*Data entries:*
=== Section Start ===

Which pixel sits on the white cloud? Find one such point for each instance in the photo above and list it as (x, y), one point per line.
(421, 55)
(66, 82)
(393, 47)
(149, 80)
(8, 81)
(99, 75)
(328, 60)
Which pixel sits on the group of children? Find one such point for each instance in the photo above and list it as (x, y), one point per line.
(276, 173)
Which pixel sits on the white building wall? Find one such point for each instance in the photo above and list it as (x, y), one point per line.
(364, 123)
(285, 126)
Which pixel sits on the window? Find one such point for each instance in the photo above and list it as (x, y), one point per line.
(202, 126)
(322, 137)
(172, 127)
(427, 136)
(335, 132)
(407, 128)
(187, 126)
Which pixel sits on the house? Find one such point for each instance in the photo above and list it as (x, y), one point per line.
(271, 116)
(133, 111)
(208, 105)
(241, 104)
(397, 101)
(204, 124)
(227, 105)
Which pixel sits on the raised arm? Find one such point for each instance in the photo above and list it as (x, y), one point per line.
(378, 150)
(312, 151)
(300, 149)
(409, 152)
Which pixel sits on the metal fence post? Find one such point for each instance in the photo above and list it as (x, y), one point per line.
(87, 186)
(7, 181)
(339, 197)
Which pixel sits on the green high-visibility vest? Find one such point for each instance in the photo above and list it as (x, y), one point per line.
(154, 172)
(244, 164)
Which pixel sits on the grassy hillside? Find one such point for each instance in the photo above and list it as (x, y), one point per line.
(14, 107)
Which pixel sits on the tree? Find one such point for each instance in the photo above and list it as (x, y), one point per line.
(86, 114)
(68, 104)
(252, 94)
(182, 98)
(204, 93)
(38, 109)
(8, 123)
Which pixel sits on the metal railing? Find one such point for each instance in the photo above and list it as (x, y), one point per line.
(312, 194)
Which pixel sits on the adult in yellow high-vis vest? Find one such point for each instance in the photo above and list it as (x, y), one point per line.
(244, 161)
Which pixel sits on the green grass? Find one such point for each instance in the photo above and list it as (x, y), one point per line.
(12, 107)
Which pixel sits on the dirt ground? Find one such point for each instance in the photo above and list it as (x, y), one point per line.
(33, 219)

=== Section End ===

*Work instructions:* Start to finish, copy the records above with no differences.

*Answer section:*
Which pixel sits on the white cloud? Find one such point for each instance in the photo above and list it as (x, y), one point per line.
(421, 55)
(66, 82)
(393, 47)
(149, 80)
(8, 81)
(99, 75)
(328, 60)
Which pixel sits on the group of children? Find one such point for each instance in the photo above and list it as (x, y), one point per line.
(276, 173)
Which pixel sits on the white building wall? Find one such point for each instance in the photo above and list it as (x, y), one point per line.
(364, 123)
(285, 126)
Which pixel sits on the window? Find one such point for each instance in the photo above and list it as (x, y), one point per line.
(202, 126)
(322, 137)
(172, 127)
(427, 136)
(335, 132)
(407, 128)
(187, 126)
Which pixel sits on the house? Find one such point for each instance in the photo above and list it as (x, y), one point per line.
(271, 116)
(133, 111)
(208, 105)
(241, 104)
(397, 101)
(204, 124)
(227, 105)
Which pixel sits on the raised arm? Find one such point for each instance in the photo above and list it as (x, y), one point per line.
(378, 150)
(312, 151)
(300, 149)
(409, 152)
Which pixel sits on the metal fence post? Find one such point for each instance in the photo above and list it as (x, y), one point per line.
(87, 186)
(7, 181)
(339, 197)
Which pixel sits on the green high-visibility vest? Find one such point for each instance in the photo above and list it as (x, y), one point per line.
(154, 172)
(244, 164)
Which pixel sits on the grassy hillside? Find one such point for each instance in the photo above and list it as (x, y), one point per line.
(14, 107)
Which pixel sits on the tree? Find one such point for each instance in the photo above and list it as (x, y), one point per line.
(86, 114)
(68, 104)
(252, 94)
(182, 98)
(204, 93)
(38, 109)
(8, 123)
Which pixel sits on the metal railing? Find one such point for each instance in the photo above and list it as (x, y), one point per line.
(312, 194)
Which pixel sits on the adult in yellow high-vis vest? Find one such point for each instance in the photo above and list it as (x, y), one point per line.
(244, 161)
Which pixel sits on the green grass? Find one such point for each instance in the photo above and list it as (x, y), one point per line.
(12, 107)
Which pixel sits on the dirt ground? Find one such point for each instance in the photo above and list it as (x, y), one point per line.
(33, 219)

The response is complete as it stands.